■ TASK REQUIREMENTS
Only the lines from the one with "Then the component" to the end of the data below should be returned, each exactly as it stands.

■ RECORD SET

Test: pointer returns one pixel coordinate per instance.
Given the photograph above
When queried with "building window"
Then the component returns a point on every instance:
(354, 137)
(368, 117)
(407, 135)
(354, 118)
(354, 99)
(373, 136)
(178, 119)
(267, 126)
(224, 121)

■ RESPONSE AREA
Then the component returns a point on every instance:
(354, 137)
(368, 117)
(407, 135)
(354, 118)
(354, 99)
(373, 136)
(178, 119)
(267, 126)
(224, 121)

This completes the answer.